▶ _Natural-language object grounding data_
===

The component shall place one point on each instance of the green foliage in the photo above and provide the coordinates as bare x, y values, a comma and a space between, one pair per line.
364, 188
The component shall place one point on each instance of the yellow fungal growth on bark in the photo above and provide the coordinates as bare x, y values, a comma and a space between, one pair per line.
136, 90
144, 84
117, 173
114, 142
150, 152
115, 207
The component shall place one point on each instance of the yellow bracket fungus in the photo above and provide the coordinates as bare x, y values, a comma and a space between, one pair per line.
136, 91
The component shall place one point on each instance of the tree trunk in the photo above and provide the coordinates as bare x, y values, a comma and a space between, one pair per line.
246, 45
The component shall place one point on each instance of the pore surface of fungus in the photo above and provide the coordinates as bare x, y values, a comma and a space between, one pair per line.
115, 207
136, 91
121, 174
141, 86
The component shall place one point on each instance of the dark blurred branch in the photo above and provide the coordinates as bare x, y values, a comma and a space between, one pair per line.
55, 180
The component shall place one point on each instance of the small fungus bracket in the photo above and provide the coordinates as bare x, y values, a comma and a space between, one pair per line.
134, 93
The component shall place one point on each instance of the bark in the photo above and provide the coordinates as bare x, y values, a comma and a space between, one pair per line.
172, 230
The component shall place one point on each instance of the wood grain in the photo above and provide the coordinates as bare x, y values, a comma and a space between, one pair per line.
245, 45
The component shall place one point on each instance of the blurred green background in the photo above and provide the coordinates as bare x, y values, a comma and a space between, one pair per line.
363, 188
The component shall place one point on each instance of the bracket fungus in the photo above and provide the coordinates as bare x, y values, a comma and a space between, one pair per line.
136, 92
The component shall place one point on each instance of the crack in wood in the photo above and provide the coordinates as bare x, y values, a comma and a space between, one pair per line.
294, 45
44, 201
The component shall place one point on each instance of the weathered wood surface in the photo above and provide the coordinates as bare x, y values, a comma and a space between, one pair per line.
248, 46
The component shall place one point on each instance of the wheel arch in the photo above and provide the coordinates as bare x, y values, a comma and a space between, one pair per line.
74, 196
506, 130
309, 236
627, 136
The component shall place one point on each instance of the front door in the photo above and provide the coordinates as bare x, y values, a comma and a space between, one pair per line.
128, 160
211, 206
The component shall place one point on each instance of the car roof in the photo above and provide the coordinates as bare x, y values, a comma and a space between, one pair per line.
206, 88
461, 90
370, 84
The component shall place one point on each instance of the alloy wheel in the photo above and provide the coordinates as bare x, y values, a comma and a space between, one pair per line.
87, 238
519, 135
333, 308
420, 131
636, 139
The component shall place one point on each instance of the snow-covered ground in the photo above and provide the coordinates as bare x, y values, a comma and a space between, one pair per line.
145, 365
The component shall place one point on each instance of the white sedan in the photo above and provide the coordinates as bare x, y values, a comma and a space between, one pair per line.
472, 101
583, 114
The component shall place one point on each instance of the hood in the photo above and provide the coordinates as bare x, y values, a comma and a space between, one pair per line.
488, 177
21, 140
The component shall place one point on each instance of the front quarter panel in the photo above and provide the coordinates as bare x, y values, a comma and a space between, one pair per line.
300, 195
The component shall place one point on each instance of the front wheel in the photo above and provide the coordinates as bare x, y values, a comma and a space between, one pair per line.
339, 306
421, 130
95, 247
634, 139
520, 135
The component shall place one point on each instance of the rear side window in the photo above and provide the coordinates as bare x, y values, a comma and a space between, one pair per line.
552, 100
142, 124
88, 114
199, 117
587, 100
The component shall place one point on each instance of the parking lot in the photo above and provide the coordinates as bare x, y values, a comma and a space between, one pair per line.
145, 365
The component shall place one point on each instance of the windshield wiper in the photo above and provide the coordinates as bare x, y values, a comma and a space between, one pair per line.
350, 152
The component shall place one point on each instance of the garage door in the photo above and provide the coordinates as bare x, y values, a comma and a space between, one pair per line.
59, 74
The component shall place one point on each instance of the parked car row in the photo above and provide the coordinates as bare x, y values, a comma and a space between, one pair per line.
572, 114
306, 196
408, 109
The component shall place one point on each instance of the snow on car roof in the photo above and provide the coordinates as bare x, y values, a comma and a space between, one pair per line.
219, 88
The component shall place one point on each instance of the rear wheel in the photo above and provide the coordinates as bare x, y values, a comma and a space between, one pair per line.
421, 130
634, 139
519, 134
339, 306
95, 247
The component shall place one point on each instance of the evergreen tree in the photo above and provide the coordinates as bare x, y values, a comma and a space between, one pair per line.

===

▶ _Exercise brief_
Give every line above again, word for word.

▶ _Solution to the problem_
The component shall place one point on each instance of the green foliage in the photo above and provide the coordinates as bare x, y values, a comma and a space between, one pair per line.
364, 188
The component shall place one point on each instance of the yellow fungal growth on bark in the photo above and provide the coordinates as bare x, y values, a comma and a space between, one pair per line.
136, 90
144, 84
117, 173
114, 142
150, 152
115, 207
The component shall place one point on each instance of the yellow bracket fungus in the photo above and provide the coordinates as bare x, y values, a comma and a space between, one pair per line.
136, 91
The component shall place one point on each instance of the tree trunk in the photo above and provide the coordinates as bare x, y values, a comma and a space between, one pair per line.
246, 45
The component shall place one point on each instance of the pore surface of fungus in the photo above and provide the coordinates as bare x, y values, a comma and a space between, one pair per line.
115, 207
136, 91
121, 174
141, 86
The component shall place one point on each instance of the dark blurred branch in the photo above and provide the coordinates as bare x, y values, a comma and a space between, one pair per line.
55, 180
The component shall place one point on each instance of the small fungus bracket in the photo above and provide the coordinates as bare x, y values, a comma and a space between, one pair per line.
134, 93
The component shall place one point on each instance of the bark in the photo above and provide the coordinates as bare x, y values, a comma and a space between, one pair per line.
172, 230
The component shall place one point on each instance of the wood grain in the photo above and provide the coordinates as bare x, y values, a comma and a space between, one pair per line.
245, 45
The component shall place one point on each instance of the blurred green background in the photo above and provide the coordinates as bare x, y values, a comma and a space between, one pair per line.
363, 188
The component shall place one point on each instance of the bracket fungus in the photo above and provide the coordinates as bare x, y values, a comma and a space between, one pair per line.
136, 92
The component shall place one point on each instance of the crack in wood in the photo above and provide the coordinates as bare x, y values, a comma and a space between, one pair per line.
294, 45
44, 201
The component shall place one point on each instance of the weathered wood surface in the photo above and provide the coordinates as bare x, y values, a comma and a space between, one pair per line.
248, 46
The component shall place one point on each instance of the wheel arch in the photo above and provide the coordinates as bare x, y values, a comma and a space between, one pair per line.
74, 196
506, 130
309, 236
627, 136
The component shall place one point on each instance of the front door in the photo above and provide the coordinates as bare x, y values, a comma and a space between, one pair per line.
128, 160
211, 206
The component shall place one point on each instance of the car roof in the photo above and provide the coordinates as bare x, y values, a comma and a space between, one pair per line.
206, 88
461, 90
370, 84
The component shall place one point on each instance of the alloy wheel in the photo above and provide the coordinates as bare x, y values, a comma and a space between, one pair per line.
87, 238
519, 135
333, 308
420, 131
636, 139
The component shall place one point on each instance of the snow-covered ground in the photo above and provide the coordinates as bare x, y values, a comma and a space between, one pair per line.
145, 365
The component shall place one point on each instance of the white sedan in the photo above and provide the coordinates as bare x, y values, a comma and a space between, one pair per line.
472, 101
583, 114
The component shall place one point on each instance of the hood in the photo above and provide the coordinates as bare x, y values, a comma and a space between, one pair per line.
488, 177
21, 140
The component shall place one point on each instance of the front quarter panel in the photo above and provide the coordinates as bare x, y values, a comma and a space between, one pair per line.
300, 195
The component shall place one point on each instance of the front wheel in the photo above and provide the coordinates as bare x, y values, a comma and a space between, one pair per line.
339, 306
421, 130
95, 247
634, 139
520, 135
The component shall place one point on each instance of the rear side window in the photo above and provide the coordinates as bare x, y values, a comma and a space between, one pair per line.
552, 100
142, 124
88, 114
199, 117
587, 100
The component shall place one point on each instance of the parking lot in the photo above and provide the coordinates as bare x, y values, a comma and a space between, one pair per line.
145, 365
The component shall place one point on each instance of the windshield wiper in the photo above and provide the coordinates as bare x, y values, a comma and a space between, one pair per line.
350, 152
The component shall place one point on each instance of the garage door in the photo above and provide the coordinates as bare x, y values, a comma and a space between, one pair per line.
59, 74
The component shall place one point on each instance of the parked car row in the photo above and provide the coordinates as bare x, y values, a comma and a space between, one pair per line.
572, 114
306, 196
408, 109
The component shall place one point on each instance of the snow on car roof in the photo above and provide the coordinates as bare x, y values, a comma and a space between, one pair per line.
219, 88
The component shall place one point on each instance of the rear wheel in the photo above and provide the coordinates as bare x, y values, a comma and a space between, one pair per line.
421, 130
634, 139
519, 134
339, 306
95, 247
The component shall place one point on each instance of the evergreen tree in the photo above and provide the coordinates as bare x, y values, a comma and a space between, one pair per line.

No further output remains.